** Opening Source data block **

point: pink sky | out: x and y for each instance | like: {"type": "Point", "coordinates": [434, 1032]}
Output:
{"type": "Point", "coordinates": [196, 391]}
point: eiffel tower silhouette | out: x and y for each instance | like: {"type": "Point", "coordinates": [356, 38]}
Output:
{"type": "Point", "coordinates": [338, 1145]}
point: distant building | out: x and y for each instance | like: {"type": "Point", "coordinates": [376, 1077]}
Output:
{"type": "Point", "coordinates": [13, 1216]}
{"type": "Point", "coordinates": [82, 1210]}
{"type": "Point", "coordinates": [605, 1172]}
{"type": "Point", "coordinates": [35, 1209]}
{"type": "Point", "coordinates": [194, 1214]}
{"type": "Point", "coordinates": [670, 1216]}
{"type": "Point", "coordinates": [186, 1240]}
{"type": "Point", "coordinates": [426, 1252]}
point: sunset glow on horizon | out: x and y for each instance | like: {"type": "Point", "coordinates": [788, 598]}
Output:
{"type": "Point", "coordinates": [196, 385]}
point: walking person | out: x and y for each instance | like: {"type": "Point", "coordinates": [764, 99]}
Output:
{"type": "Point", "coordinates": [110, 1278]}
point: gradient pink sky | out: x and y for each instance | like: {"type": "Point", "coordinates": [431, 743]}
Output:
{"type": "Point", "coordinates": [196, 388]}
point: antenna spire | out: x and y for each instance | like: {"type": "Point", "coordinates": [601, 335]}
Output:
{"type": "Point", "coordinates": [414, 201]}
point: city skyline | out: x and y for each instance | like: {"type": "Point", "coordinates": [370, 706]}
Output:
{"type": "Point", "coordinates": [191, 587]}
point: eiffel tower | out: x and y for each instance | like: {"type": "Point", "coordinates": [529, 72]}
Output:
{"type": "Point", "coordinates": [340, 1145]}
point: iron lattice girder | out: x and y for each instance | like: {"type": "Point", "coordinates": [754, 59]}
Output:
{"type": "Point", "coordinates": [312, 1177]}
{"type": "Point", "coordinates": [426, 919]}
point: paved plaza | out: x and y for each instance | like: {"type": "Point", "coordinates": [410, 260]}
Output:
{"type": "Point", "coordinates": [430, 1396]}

** Closing Source data block **
** Opening Source data block **

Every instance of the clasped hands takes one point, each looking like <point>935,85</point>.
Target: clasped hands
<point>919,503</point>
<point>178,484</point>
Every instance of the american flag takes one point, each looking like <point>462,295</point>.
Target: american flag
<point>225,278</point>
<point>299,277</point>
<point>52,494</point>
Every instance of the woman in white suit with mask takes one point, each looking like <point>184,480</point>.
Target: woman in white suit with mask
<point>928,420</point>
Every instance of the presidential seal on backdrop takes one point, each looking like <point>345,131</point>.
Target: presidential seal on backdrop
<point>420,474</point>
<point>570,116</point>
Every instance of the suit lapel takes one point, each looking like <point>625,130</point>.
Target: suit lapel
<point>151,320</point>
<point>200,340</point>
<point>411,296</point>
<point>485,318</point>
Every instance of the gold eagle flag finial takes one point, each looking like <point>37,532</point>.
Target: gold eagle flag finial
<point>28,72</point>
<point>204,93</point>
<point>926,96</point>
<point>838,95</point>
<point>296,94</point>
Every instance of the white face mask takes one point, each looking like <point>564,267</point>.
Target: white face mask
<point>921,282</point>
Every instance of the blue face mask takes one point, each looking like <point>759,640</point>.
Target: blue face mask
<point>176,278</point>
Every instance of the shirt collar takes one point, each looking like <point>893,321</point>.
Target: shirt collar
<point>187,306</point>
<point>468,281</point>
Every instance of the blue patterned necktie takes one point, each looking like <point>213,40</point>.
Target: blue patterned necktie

** Closing Source data block **

◆ Assignment: Report every line from the listing above where the string "takes" can be found.

◆ Answer area:
Every instance of the clasped hands takes one point, each looking like <point>935,85</point>.
Every instance of the american flag takes one point, each looking like <point>462,295</point>.
Every instance of the woman in white suit with mask takes one point, each looking like <point>184,480</point>.
Every instance of the presidential seal on backdrop takes one point, each looking like <point>345,131</point>.
Every instance of the suit lapel takes one point, each looking like <point>625,130</point>.
Every instance of the gold eagle flag finial takes one point, each looking like <point>37,532</point>.
Every instance of the white face mask takes one point, each looking like <point>564,267</point>.
Every instance of the blue face mask takes one point, each looking like <point>759,640</point>.
Every instance of the shirt collar takes one point, each looking like <point>893,321</point>.
Every instance of the blue patterned necktie takes one point, each looking like <point>213,40</point>.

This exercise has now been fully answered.